(EXERCISE DATA begins)

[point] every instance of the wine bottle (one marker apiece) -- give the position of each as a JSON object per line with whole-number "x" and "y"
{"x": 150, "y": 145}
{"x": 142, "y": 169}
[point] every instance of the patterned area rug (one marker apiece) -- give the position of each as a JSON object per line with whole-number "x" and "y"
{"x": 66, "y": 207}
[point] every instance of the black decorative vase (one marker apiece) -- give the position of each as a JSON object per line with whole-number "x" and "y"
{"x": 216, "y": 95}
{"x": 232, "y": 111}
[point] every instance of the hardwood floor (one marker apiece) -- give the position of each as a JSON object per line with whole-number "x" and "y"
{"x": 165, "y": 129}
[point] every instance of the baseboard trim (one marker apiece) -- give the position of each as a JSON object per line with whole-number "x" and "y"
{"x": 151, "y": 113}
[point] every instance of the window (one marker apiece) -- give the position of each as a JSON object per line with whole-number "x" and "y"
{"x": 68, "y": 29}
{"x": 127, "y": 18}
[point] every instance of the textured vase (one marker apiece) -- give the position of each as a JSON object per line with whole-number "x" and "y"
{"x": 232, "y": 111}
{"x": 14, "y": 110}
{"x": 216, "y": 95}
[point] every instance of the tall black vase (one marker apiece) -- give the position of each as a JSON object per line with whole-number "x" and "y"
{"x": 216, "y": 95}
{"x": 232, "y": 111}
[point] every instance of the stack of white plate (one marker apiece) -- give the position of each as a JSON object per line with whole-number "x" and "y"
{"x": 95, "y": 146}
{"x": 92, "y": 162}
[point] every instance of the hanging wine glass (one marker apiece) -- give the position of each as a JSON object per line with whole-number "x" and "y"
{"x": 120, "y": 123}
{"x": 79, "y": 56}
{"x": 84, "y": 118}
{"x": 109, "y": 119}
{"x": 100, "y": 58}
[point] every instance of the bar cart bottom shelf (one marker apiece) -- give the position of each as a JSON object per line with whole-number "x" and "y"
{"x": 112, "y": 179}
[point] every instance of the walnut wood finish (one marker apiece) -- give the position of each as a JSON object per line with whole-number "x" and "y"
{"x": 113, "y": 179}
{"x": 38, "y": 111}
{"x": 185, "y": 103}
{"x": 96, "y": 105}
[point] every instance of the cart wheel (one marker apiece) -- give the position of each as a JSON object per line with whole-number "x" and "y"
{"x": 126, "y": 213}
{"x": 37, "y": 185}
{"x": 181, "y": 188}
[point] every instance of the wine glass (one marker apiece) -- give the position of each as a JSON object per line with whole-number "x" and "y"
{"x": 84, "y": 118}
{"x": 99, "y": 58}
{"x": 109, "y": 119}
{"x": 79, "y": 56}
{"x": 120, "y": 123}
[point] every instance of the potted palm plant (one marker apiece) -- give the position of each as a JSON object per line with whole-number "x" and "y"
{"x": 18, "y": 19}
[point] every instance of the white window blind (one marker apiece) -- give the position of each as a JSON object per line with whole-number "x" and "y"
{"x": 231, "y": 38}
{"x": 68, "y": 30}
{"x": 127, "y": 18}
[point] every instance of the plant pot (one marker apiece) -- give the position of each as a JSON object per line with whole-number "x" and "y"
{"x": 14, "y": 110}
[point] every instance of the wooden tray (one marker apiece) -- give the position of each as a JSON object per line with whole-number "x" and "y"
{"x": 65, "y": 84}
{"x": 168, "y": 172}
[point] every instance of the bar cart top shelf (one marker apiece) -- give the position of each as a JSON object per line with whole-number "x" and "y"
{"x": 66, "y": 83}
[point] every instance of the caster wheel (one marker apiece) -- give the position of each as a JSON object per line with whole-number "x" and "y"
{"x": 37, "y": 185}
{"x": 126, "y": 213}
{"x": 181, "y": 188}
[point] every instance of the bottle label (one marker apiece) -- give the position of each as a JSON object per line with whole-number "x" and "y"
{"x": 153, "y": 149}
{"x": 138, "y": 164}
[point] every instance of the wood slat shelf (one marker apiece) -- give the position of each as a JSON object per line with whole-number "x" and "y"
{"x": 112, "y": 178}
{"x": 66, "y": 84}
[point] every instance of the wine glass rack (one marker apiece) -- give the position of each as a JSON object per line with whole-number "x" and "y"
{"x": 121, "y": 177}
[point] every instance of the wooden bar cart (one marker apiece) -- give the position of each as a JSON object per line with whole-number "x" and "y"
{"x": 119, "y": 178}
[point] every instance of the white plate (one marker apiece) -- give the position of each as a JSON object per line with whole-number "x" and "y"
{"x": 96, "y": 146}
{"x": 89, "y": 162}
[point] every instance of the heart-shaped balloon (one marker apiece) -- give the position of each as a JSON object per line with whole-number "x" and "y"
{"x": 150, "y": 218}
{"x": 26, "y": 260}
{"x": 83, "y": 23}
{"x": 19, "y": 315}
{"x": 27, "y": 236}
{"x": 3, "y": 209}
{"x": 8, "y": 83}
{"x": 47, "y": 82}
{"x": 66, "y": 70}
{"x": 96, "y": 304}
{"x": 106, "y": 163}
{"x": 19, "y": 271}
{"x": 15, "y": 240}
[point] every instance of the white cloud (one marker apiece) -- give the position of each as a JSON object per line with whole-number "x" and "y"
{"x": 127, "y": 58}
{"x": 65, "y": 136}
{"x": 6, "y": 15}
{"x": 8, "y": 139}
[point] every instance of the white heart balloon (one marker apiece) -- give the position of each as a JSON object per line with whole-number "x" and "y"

(EXERCISE DATA ends)

_TASK REQUIREMENTS_
Copy every record exactly.

_ANSWER SECTION_
[point] every instance of the wine bottle (one marker apiece) -- give the position of each as a JSON object per line with whole-number "x" and "y"
{"x": 150, "y": 145}
{"x": 142, "y": 169}
[point] every instance of the patterned area rug (one marker apiece) -- give the position of each as a JSON object per line with whole-number "x" and "y"
{"x": 66, "y": 207}
[point] every instance of the black decorative vase (one marker apiece) -- give the position of each as a JSON object per line with whole-number "x" and "y"
{"x": 216, "y": 95}
{"x": 232, "y": 111}
[point] every instance of the hardwood floor (one marker apiece) -- give the position of each as a JSON object per line with whole-number "x" and "y"
{"x": 165, "y": 129}
[point] every instance of the baseboard trim (one marker apiece) -- give the position of each as a JSON object per line with whole-number "x" and "y"
{"x": 151, "y": 113}
[point] every instance of the window (one marker apiece) -- give the position of each as a JSON object per line with whole-number "x" and "y"
{"x": 68, "y": 29}
{"x": 127, "y": 18}
[point] every instance of the textured vase (one marker apiece) -- give the position of each as a JSON object per line with whole-number "x" and "y"
{"x": 232, "y": 111}
{"x": 14, "y": 110}
{"x": 216, "y": 95}
[point] every instance of the tall black vase (one marker apiece) -- give the position of each as a JSON object per line with whole-number "x" and "y"
{"x": 216, "y": 95}
{"x": 232, "y": 111}
[point] every instance of the stack of white plate (one marker apiece) -- give the position of each as a JSON object per line with whole-number "x" and "y"
{"x": 95, "y": 146}
{"x": 92, "y": 162}
[point] every instance of the hanging wine glass (one marker apiece) -- give the position of each as a JSON object per line with whole-number "x" and "y"
{"x": 120, "y": 123}
{"x": 79, "y": 56}
{"x": 84, "y": 118}
{"x": 109, "y": 119}
{"x": 100, "y": 58}
[point] every instance of the bar cart bottom shelf (one marker apiece) -- give the position of each as a JSON object per line with whole-number "x" and "y"
{"x": 112, "y": 179}
[point] every instance of the walnut wood finish (one marker apiece) -- give the position of each as a JSON object per line with whole-number "x" and "y"
{"x": 113, "y": 179}
{"x": 38, "y": 111}
{"x": 185, "y": 103}
{"x": 96, "y": 105}
[point] every instance of the cart wheel (one marker apiece) -- give the position of each as a JSON object per line with whole-number "x" and "y"
{"x": 126, "y": 213}
{"x": 37, "y": 185}
{"x": 181, "y": 188}
[point] every instance of the wine glass (one marker apiece) -- give the position of each as a JSON object per line with whole-number "x" and "y"
{"x": 84, "y": 118}
{"x": 99, "y": 58}
{"x": 109, "y": 119}
{"x": 79, "y": 56}
{"x": 120, "y": 123}
[point] every instance of the potted palm plant (one marker apiece) -- give the position of each as a JSON object per line with whole-number "x" and "y"
{"x": 18, "y": 19}
[point] every instance of the white window blind (one marker apiece) -- give the position of each as a JSON object per line with whole-number "x" and "y"
{"x": 231, "y": 38}
{"x": 68, "y": 30}
{"x": 127, "y": 18}
[point] every instance of the plant pot (one marker apiece) -- give the position of each as a JSON object per line with whole-number "x" and "y"
{"x": 14, "y": 110}
[point] every instance of the wooden tray (one marker apiece) -- give the position of each as a JSON object per line with whole-number "x" and "y"
{"x": 65, "y": 84}
{"x": 168, "y": 172}
[point] every instance of the bar cart top shelf (one marker apiece) -- give the position of each as a JSON object per line with whole-number "x" and "y"
{"x": 66, "y": 83}
[point] every instance of the caster wheel (one marker apiece) -- give the position of each as a JSON object per line with whole-number "x" and "y"
{"x": 37, "y": 185}
{"x": 126, "y": 213}
{"x": 181, "y": 188}
[point] every instance of the bottle label (one marker apiece) -- give the position of each as a JSON object per line with whole-number "x" and "y"
{"x": 153, "y": 149}
{"x": 138, "y": 164}
[point] every instance of the wood slat shelf (one marker apiece) -- give the position of each as a JSON object per line with whole-number "x" and "y"
{"x": 112, "y": 178}
{"x": 66, "y": 84}
[point] every instance of the wine glass rack (one marker apiece) -- give the position of each as a JSON object per line with whole-number "x" and "y"
{"x": 121, "y": 177}
[point] every instance of the wooden bar cart (one marker apiece) -- give the position of each as a JSON object per line with whole-number "x" and "y"
{"x": 119, "y": 178}
[point] every instance of the white plate (one marker apiece) -- give the position of each as a JSON object per line with whole-number "x" and "y"
{"x": 96, "y": 146}
{"x": 89, "y": 162}
[point] every instance of the heart-shaped balloon (one marker apiece) -- give the position of each as a JSON object per line with whole-number "x" and "y"
{"x": 150, "y": 218}
{"x": 26, "y": 260}
{"x": 83, "y": 23}
{"x": 19, "y": 315}
{"x": 27, "y": 236}
{"x": 3, "y": 209}
{"x": 8, "y": 83}
{"x": 47, "y": 82}
{"x": 66, "y": 70}
{"x": 96, "y": 304}
{"x": 106, "y": 163}
{"x": 19, "y": 271}
{"x": 15, "y": 240}
[point] every instance of the white cloud (one marker apiece) -- give the position of each as a JSON object per line with whole-number "x" and "y"
{"x": 127, "y": 58}
{"x": 65, "y": 136}
{"x": 6, "y": 15}
{"x": 8, "y": 139}
[point] every instance of the white heart balloon (one marker apiece) -- give the position of each as a JSON object per line with whole-number "x" and "y"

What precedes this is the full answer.